TRY IT:
Would you retype the listing below word for word, without any of its pictures?

GIVEN INFORMATION:

+++++

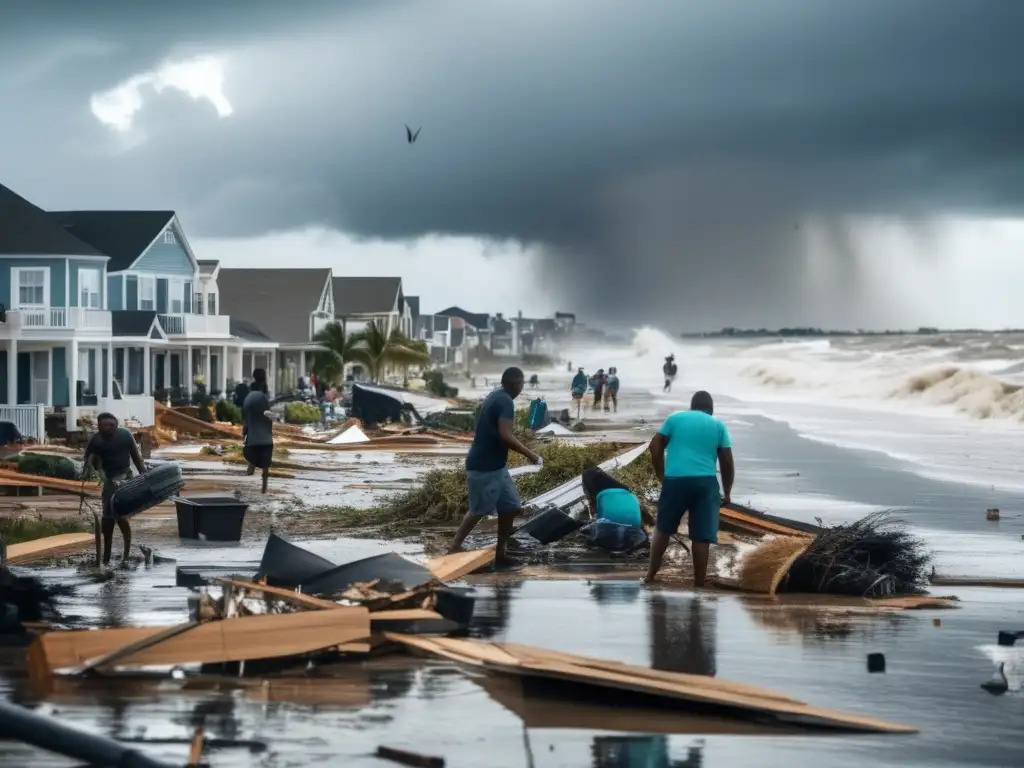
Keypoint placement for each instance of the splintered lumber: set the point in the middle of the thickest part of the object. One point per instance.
(184, 424)
(671, 686)
(450, 567)
(756, 524)
(53, 483)
(240, 639)
(50, 546)
(289, 596)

+++++

ANSWER AREA:
Keypoint placement for each instance of the splintered lumber: set the point in the middle of the thickest part of the object. One point per instance.
(184, 424)
(671, 686)
(450, 567)
(756, 524)
(53, 483)
(240, 639)
(50, 546)
(289, 596)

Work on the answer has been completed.